## [WORK REQUIRED]
Please rewrite the large-cap stocks text from "We tested this" to "by the Nifty.", replacing "companies" with "firms".

## [TEXT]
▬▬▬▬▬▬

Picking large-cap winners

In the concluding part of the series on celebrity investors' strategies, Sameer Bhardwaj tests James O'Shaughnessy's method.
Another celeb investor who has courted much success with his stock selection strategy is James O'Shaughnessy. In the concluding part of our series, we test a component of his approach known as "united corner stone".

O'Shaughnessy designed this strategy to select quality large-cap stocks and it is a combination of growthand value-focused models. The growth model is high on risk, while the value model displays low variations or volatility. Here, we back-test the value-focused model of the united cornerstone approach.

In this model, he tracks large firms with above-average sales. He found that such stocks are considerably less volatile than the broader market. To filter out such large-cap stocks, he not only used market capitalisation but also other variables such as outstanding shares and trailing twelve-month, or TTM, sales.

The Chosen Ones
The united cornerstone approach helped pick a portfolio of large-caps,
which performed exceedingly well compared to the Nifty

Outstanding shares should be higher than, and TTM sales more than, 1.5 times the market average. He ignored the industry figures and worked on market numbers. For filtering quality large-cap stocks, he used two more variables - cash flow per share and dividend yield. In order to qualify, a stock's cash flow per share should be higher than the market average and it must have a high dividend yield.

We tested this approach using the 2008-09 figures for 5,000 listed companies. After filtering, we were left with 69 largecap firms. We applied the final two criteria of cash flow per share and dividend yield and got 45 companies. Of these, we selected the top 10 firms and checked their price performance between March 31, 2009 and August 31, 2010. An investment of Rs 1 lakh - Rs 10,000 in each stock - on March 31, 2009, would have grown to Rs3.04 lakh on August 31, 2010. This is an absolute growth of 204 per cent compared with the 78.8 per cent returned by the Nifty.

This means the cornerstone value strategy generated an astonishing absolute return differential of 125.2 per cent. However, to ensure a robust study, we applied the criteria to 2007-08 numbers and listed 57 companies. We selected the top 10 firms and tested their price performance between March 31, 2008, and August 31, 2010. An investment of Rs 1 lakh would have grown to Rs1.81 lakh on August 31, 2010, generating an absolute growth of 81.7 per cent. During the same period, the Nifty returned a meagre 14.1 per cent. The strategy seems to be working incredibly for large-cap stocks.

We applied the criteria to 2009-10 numbers and 64 companies satisfied the requirements. We selected the top 10 firms and checked their price performance between March 31, 2010, and August 31, 2010. An investment of Rs 1 lakh on March 31, 2010, would have grown to Rs 1.27 lakh on August 31 , 2010 , an absolute growth of 27 per cent. During the same period, the Nifty returned 2.9 per cent. In the 2009-10 portfolio, the 10 stocks have shown a 45 per cent average increase in profit after tax and 31 per cent increase in operating profit. Two companies, Colgate-Palmolive and Hero Honda, even paid dividends in excess of 1,000 per cent in 2009-10.

The back-testing exercise for the three financial years proves that the value-focused model helps choose a portfolio that can beat the market. This strategy helps filter out large-cap firms that perform very well when the market is down. This is because such stocks do not fall as much as the other stocks during bear phases and tend to outperform the market during the bull phases.

The inclusion of large-caps in a portfolio will compensate for volatility in the market. O'Shaughnessy asserts that the more one trades, the higher the chances of loss. So, choose a strategy and let it play out. Though a proponent of the buy-and-hold theory, he also asserts that a portfolio should be rebalanced every year. Disciplined implementation of active strategies is the key to performance.

▬▬▬▬▬▬

## [EXCERPTED RECORDS]

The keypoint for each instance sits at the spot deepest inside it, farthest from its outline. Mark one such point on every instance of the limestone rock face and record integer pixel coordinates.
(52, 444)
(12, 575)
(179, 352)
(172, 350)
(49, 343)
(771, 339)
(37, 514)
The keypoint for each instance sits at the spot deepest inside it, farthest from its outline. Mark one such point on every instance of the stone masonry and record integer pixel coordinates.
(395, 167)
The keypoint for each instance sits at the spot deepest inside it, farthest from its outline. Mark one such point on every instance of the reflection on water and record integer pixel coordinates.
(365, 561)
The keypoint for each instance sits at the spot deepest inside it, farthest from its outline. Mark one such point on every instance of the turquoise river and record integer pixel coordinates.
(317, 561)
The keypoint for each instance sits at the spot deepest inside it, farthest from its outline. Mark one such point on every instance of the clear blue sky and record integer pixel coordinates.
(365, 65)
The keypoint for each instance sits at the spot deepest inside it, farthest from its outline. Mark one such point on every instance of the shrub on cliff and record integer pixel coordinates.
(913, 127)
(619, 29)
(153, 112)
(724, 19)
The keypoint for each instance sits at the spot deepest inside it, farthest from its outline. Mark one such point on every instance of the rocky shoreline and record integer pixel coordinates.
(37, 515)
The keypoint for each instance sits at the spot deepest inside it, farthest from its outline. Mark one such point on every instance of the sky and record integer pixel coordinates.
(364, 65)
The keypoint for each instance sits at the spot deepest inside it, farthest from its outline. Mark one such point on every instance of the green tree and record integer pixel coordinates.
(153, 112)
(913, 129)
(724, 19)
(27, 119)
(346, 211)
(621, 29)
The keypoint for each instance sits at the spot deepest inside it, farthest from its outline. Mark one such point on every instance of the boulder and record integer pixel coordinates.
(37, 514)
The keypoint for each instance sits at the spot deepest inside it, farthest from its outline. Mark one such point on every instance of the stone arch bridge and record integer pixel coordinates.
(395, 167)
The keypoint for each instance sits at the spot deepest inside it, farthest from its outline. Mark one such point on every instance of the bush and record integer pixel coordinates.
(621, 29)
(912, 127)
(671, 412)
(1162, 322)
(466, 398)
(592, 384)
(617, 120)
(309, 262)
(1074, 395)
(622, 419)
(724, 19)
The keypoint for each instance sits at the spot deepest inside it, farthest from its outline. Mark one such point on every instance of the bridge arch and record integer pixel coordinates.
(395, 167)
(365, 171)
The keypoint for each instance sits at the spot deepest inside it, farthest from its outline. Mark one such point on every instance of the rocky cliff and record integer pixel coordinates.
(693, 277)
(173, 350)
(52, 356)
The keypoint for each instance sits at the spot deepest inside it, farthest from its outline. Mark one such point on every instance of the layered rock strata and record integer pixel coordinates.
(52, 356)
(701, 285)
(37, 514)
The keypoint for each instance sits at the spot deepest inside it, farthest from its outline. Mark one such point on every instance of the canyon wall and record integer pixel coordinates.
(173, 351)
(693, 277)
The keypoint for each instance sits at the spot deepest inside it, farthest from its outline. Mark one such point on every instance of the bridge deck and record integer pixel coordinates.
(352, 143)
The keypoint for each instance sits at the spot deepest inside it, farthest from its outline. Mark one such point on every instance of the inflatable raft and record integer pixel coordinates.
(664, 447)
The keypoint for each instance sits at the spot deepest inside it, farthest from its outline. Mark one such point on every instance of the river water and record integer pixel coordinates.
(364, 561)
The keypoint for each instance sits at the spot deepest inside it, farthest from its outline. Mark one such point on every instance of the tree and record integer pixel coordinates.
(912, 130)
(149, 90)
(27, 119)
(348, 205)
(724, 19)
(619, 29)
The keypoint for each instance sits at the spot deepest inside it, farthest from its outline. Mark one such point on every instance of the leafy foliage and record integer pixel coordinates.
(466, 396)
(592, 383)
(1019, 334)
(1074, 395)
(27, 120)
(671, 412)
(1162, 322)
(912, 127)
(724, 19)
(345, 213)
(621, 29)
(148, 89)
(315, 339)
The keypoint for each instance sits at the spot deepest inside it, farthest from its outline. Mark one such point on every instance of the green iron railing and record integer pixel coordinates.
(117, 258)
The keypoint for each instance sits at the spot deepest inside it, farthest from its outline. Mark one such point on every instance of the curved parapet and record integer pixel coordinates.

▬▬▬▬▬▬

## [SOLUTION TO THIS EXERCISE]
We tested this approach using the 2008-09 figures for 5,000 listed firms. After filtering, we were left with 69 largecap firms. We applied the final two criteria of cash flow per share and dividend yield and got 45 firms. Of these, we selected the top 10 firms and checked their price performance between March 31, 2009 and August 31, 2010. An investment of Rs 1 lakh - Rs 10,000 in each stock - on March 31, 2009, would have grown to Rs3.04 lakh on August 31, 2010. This is an absolute growth of 204 per cent compared with the 78.8 per cent returned by the Nifty.